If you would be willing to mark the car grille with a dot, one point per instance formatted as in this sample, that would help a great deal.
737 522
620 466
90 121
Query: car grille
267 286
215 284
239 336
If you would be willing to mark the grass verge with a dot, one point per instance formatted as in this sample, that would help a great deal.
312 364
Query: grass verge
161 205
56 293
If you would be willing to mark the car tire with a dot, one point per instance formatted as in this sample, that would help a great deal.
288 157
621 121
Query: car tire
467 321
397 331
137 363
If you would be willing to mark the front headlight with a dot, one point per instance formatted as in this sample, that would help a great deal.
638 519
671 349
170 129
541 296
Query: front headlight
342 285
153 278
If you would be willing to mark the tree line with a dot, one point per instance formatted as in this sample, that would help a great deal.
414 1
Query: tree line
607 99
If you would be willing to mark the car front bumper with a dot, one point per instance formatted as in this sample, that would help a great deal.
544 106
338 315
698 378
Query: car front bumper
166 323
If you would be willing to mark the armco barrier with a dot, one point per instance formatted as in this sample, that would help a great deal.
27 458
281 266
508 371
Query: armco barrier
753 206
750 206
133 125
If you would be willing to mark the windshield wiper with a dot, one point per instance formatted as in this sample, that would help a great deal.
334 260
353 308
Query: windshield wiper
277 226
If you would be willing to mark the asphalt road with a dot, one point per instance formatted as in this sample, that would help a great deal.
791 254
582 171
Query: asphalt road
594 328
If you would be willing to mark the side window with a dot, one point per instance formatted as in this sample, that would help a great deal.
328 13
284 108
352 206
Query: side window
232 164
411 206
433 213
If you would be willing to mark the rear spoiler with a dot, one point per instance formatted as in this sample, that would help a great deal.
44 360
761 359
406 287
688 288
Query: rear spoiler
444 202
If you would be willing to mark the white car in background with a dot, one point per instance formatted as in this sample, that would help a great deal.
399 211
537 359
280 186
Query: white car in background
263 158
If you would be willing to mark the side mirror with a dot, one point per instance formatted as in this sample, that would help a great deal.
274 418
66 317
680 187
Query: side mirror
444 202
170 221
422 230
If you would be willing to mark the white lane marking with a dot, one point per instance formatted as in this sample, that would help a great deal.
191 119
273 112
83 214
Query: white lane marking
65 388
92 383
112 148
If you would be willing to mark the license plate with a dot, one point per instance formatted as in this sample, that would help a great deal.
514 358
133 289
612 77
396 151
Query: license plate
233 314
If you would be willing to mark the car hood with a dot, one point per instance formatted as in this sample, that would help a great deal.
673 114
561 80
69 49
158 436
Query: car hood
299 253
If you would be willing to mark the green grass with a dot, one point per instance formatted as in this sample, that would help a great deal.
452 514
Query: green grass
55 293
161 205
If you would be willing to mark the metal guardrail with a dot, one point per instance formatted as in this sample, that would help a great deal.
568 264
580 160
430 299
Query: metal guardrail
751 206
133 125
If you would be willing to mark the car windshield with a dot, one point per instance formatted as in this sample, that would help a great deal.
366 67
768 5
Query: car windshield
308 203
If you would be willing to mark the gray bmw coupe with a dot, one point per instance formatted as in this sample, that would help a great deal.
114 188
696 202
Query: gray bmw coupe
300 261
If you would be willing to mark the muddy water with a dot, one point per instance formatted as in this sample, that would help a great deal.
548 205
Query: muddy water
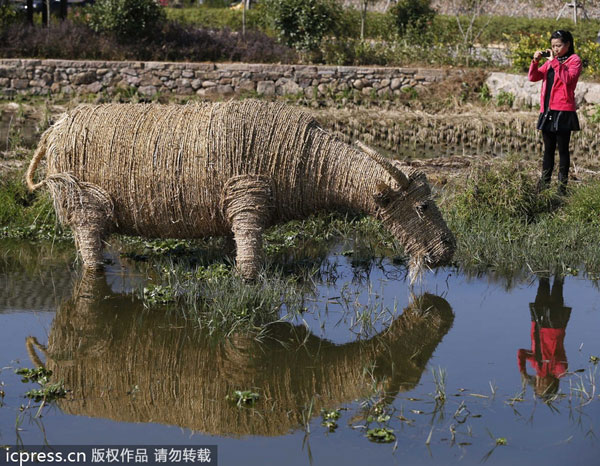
368 345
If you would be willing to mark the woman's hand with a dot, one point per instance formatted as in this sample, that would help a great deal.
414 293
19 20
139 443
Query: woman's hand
539 53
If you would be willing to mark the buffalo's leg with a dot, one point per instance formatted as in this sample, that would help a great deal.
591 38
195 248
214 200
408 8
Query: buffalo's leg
247 207
88 210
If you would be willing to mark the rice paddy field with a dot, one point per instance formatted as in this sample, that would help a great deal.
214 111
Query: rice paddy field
331 356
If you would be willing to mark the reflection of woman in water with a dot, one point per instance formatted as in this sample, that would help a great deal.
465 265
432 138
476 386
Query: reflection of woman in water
549 318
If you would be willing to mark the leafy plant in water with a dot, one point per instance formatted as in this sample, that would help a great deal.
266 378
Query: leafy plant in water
330 419
47 391
158 295
381 435
244 398
39 375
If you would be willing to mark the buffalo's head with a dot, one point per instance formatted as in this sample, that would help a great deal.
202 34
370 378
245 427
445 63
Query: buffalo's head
407 209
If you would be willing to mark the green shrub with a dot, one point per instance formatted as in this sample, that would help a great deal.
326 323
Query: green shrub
7 15
590 57
415 14
219 18
127 19
302 23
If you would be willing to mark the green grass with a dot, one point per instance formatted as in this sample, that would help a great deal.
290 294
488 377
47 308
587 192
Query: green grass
444 29
504 225
25 215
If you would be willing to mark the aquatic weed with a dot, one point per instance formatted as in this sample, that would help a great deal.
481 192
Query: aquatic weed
243 398
381 435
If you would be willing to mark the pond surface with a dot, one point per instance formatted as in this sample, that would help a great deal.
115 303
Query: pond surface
437 364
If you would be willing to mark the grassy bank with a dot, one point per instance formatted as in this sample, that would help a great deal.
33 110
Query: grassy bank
503 225
500 220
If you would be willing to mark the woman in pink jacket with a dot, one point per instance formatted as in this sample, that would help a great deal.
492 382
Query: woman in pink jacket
559 75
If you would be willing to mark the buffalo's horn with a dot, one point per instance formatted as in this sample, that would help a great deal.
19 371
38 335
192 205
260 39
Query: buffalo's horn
400 177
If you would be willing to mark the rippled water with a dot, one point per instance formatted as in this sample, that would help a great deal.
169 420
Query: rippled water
368 345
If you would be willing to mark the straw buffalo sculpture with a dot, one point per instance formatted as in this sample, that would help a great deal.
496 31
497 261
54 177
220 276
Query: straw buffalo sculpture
216 168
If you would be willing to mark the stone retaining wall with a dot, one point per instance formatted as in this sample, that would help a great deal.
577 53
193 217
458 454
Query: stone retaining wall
528 93
20 76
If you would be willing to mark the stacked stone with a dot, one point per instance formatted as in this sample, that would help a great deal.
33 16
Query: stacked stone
40 77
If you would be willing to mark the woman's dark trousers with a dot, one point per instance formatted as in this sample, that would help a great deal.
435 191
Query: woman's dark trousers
551 140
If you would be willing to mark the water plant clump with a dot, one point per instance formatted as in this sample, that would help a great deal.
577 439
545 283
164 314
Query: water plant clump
381 435
243 398
216 298
48 391
330 419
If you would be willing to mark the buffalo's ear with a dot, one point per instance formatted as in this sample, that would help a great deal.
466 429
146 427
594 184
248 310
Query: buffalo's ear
382 195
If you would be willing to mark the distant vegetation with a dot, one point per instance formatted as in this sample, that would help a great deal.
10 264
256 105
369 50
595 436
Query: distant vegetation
286 31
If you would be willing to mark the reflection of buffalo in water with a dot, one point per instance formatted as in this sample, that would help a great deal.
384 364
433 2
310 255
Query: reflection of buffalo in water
134 366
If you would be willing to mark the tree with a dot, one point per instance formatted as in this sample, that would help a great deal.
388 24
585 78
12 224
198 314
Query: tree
302 23
412 13
128 19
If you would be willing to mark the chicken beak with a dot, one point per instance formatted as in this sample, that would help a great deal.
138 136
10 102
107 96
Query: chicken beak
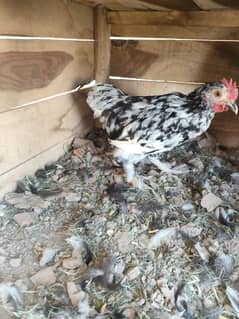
233 106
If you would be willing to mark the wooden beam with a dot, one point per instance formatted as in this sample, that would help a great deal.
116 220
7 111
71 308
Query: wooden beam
142 4
175 32
215 4
31 70
46 19
102 45
225 18
175 60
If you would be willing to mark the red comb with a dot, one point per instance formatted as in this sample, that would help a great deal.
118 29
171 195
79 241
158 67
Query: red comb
232 89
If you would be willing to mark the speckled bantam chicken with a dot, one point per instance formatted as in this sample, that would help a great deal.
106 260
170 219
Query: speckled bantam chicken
139 126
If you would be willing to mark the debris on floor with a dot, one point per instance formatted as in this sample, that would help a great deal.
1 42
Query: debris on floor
78 242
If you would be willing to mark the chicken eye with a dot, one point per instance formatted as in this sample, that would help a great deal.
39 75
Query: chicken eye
217 93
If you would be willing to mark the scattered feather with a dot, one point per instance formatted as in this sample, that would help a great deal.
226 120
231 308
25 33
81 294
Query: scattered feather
203 252
223 265
233 297
10 296
164 236
226 216
80 249
210 202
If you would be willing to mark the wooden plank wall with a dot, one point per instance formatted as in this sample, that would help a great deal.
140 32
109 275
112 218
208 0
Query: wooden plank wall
177 50
32 69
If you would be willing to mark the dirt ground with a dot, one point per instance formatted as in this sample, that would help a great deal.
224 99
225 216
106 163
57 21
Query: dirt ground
78 242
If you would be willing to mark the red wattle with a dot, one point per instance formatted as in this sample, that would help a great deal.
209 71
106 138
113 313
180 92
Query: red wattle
219 108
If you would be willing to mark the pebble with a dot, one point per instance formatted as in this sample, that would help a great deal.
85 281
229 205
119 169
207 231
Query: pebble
210 202
133 273
74 293
44 277
25 219
187 206
48 256
2 260
124 240
203 252
129 313
163 236
15 262
191 230
4 314
73 197
235 178
25 201
72 263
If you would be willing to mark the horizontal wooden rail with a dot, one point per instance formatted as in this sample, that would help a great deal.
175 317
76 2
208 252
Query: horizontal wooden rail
222 18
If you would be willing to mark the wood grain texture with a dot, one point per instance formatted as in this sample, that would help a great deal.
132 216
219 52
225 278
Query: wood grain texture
175 60
102 45
226 18
30 131
217 4
54 18
225 127
175 32
133 87
21 71
143 4
35 69
79 68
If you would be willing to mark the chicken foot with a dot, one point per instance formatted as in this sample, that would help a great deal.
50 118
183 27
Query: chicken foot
166 167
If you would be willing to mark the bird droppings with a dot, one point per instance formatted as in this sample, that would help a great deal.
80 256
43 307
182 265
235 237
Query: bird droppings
211 202
48 256
25 219
101 249
44 277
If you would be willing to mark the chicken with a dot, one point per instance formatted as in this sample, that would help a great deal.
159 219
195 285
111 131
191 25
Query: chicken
139 126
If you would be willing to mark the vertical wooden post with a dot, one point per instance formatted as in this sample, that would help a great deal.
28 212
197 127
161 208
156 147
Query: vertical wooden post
102 45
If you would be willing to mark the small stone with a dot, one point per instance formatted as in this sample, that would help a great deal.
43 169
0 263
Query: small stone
25 201
197 163
15 262
129 313
124 240
163 236
44 277
187 206
191 230
203 252
210 202
133 273
72 263
25 219
74 292
48 256
4 314
235 178
2 260
73 197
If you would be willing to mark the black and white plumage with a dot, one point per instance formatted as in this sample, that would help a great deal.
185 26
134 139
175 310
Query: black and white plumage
139 126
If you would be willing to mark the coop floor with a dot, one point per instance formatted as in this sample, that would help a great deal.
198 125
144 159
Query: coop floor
78 242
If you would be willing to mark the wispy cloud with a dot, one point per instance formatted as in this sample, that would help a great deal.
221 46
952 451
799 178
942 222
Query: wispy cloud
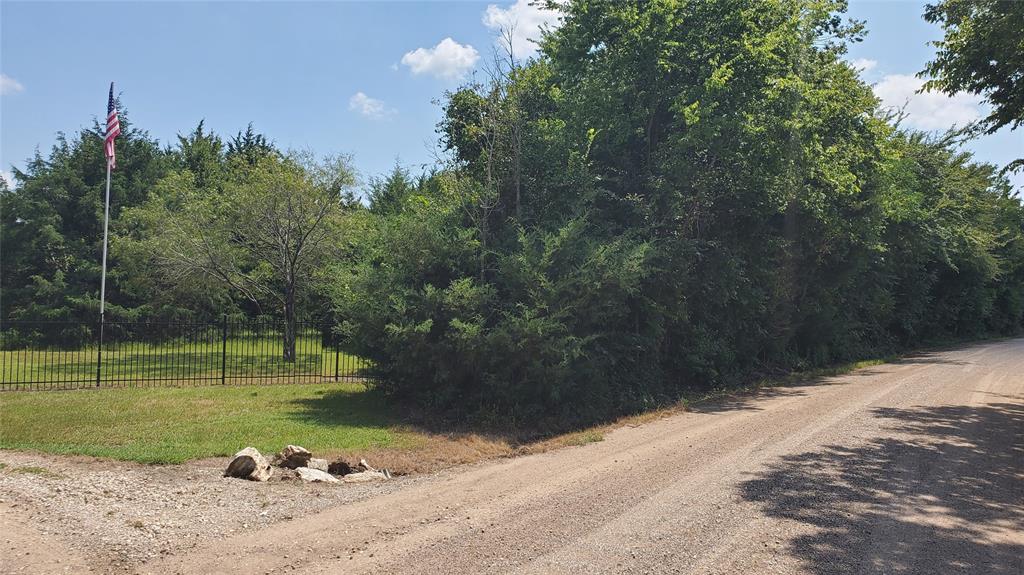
448 60
525 19
864 64
7 177
928 111
9 86
371 107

=== WHAT THIS TASK INVOLVES ===
Exactly the lines from the one with "If you would be willing to mark the bird" through the end of the records should be written out, and only those. Pictures do not belong in the copy.

=== SOLUTION ===
If you would be willing to mark the bird droppings with a dot, one point per instance formatted as in this sample, that would help a great deal.
80 256
43 307
182 265
235 237
Query: bird droppings
211 202
48 256
25 219
101 249
44 277
If you would be willing to mark the chicken with a dot, one point per instance formatted as in this sample, that would help a great deal.
159 219
195 285
111 131
191 25
Query: chicken
139 126
If you would be willing to mark the vertical wooden post with a dot, one point per instance formatted as in this sample, that would help a great deal.
28 212
197 127
161 208
156 147
Query: vertical wooden post
102 45
If you would be willing to mark the small stone with a dot, one point per instance formatted as in this sample, that would help a great deal.
43 169
0 263
Query: small stone
25 201
197 163
15 262
129 313
124 240
163 236
44 277
187 206
191 230
203 252
210 202
133 273
72 263
25 219
74 292
48 256
4 314
235 178
2 260
73 197
If you would be willing to mark the black and white plumage with a dot, one point per instance formatted as in this sample, that would help a great deal.
185 26
134 139
175 310
Query: black and white plumage
139 126
If you would be willing to mark the coop floor with a dot, one point per instance formatted as in this sample, that would help a great deal.
198 125
144 159
Query: coop floor
78 242
If you would be willing to mark the wispy cloud with a dot, one point per instance formatted as in this sample, that would help a great deal.
221 46
952 451
799 178
942 222
Query: wispy cloud
448 60
525 19
864 64
7 177
928 111
9 86
371 107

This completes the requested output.